# [SELECTED TEXT]
Since commit abafbc551fdd ("vfio-pci: Invalidate mmaps and block MMIO
access on disabled memory") VFIO now rejects guest MMIO access when the
PCI_COMMAND_MEMORY (MSE) bit is OFF. This is however not the case for
VFs (fixed in commit ebfa440ce38b ("vfio/pci: Fix SR-IOV VF handling
with MMIO blocking")). Furthermore, on s390 where we always run with at
least a bare-metal hypervisor (LPAR) PCI_COMMAND_MEMORY, unlike Device/
Vendor IDs and BARs, is not emulated when VFs are passed-through to the
OS independently.
Based upon Bjorn's most recent comment [1], I investigated the notion of
setting is_virtfn=1 for VFs passed-through to Linux and not linked to a
parent PF (referred to as a 'detached VF' in my prior post). However,
we rapidly run into issues on how to treat an is_virtfn device with no
linked PF. Further complicating the issue is when you consider the guest
kernel has a passed-through VF but has CONFIG_PCI_IOV=n as in many
locations is_virtfn checking is ifdef'd out altogether and the device is
assumed to be an independent PCI function.
The decision made by VFIO whether to require or emulate a PCI feature
(in this case PCI_COMMAND_MEMORY) is based upon the knowledge it has
about the device, including implicit expectations of what/is not
emulated below VFIO. (ex: is it safe to read vendor/id from config
space?) -- Our firmware layer attempts similar behavior by emulating
things such as vendor/id/BAR access - without these an unlinked VF would
not be usable. But what is or is not emulated by the layer below may be
different based upon which entity is providing the emulation (vfio,
LPAR, some other hypervisor)
So, the proposal here aims to fix the immediate issue of s390
pass-through VFs becoming suddenly unusable by vfio by using a dev_flags
bit to identify a VF feature that we know is hardwired to 0 for any
VF (PCI_COMMAND_MEMORY) and de-coupling the need for emulating
PCI_COMMAND_MEMORY from the is_virtfn flag. The exact scope of is_virtfn
and physfn for bare-metal vs guest scenarios and identifying what
features are / are not emulated by the lower-level hypervisors is a much
bigger discussion independent of this limited proposal.
Changes from v3:
- Propose a dev_flags model for the MSE bit
- Set the bit for typical iov linking
- Also set the bit for s390 VFs (linked and unlinked)

# [ENTRIES]

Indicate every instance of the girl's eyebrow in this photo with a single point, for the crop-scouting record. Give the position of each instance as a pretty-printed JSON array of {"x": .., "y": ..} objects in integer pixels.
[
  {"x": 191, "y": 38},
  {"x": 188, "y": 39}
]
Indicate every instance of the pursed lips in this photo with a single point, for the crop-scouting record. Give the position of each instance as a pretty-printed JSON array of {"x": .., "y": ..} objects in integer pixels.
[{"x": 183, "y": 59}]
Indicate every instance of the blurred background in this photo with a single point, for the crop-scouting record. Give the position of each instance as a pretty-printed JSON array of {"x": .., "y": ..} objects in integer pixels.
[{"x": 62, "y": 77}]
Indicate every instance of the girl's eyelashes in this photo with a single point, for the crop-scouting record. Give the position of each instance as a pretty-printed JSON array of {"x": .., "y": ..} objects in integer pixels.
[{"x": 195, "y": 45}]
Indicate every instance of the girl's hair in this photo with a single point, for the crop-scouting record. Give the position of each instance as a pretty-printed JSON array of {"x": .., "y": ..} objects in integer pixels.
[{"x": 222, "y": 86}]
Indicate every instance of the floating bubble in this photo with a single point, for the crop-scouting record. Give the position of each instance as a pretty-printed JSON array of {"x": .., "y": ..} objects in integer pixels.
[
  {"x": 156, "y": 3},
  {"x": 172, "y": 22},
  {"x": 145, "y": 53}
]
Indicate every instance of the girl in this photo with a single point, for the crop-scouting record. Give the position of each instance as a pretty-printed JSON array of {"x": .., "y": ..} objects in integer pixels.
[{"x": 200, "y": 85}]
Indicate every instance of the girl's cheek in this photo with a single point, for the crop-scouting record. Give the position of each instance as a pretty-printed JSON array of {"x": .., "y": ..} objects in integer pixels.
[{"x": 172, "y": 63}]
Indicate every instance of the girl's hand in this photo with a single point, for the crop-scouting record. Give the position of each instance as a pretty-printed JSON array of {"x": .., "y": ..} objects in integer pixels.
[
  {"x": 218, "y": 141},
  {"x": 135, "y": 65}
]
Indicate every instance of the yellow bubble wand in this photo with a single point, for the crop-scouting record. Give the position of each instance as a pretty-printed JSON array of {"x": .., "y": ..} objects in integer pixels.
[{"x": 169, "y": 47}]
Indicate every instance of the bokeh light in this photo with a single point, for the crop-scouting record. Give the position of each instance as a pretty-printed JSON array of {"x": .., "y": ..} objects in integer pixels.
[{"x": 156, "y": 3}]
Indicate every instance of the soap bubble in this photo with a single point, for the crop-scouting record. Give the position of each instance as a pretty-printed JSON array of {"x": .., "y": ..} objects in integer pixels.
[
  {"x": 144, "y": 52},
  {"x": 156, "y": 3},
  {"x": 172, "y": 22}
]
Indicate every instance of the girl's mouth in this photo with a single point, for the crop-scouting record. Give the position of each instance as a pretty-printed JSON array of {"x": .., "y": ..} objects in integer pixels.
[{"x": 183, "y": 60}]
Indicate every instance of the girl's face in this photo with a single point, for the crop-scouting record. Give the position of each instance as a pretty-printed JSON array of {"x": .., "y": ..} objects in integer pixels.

# [EXERCISE OBJECTIVE]
Pick up the cover letter about s390 pass-through VFs and the PCI_COMMAND_MEMORY bit right after its last line and keep writing it.

# [RESPONSE FOR THIS EXERCISE]
- Modify vfio-pci to look at the dev_flags bit instead of is_virtfn
[1]: https://marc.info/?l=linux-pci&m=159856041930022&w=2
Matthew Rosato (3):
PCI/IOV: Mark VFs as not implementing MSE bit
s390/pci: Mark all VFs as not implementing MSE bit
vfio/pci: Decouple MSE bit checks from is_virtfn
arch/s390/pci/pci_bus.c | 5 +++--
drivers/pci/iov.c | 1 +
drivers/vfio/pci/vfio_pci_config.c | 20 +++++++++++++-------
include/linux/pci.h | 2 ++
4 files changed, 19 insertions(+), 9 deletions(-)
--
1.8.3.1
While it is true that devices with is_virtfn=1 will have an
MSE that is hard-wired to 0, this is not the only case where
we see this behavior -- For example some bare-metal hypervisors
lack MSE bit emulation for devices not setting is_virtfn (s390).
Fix this by instead checking for the newly-added
PCI_DEV_FLAGS_FORCE_COMMAND_MEM flag which directly denotes the
need for MSE bit emulation in vfio.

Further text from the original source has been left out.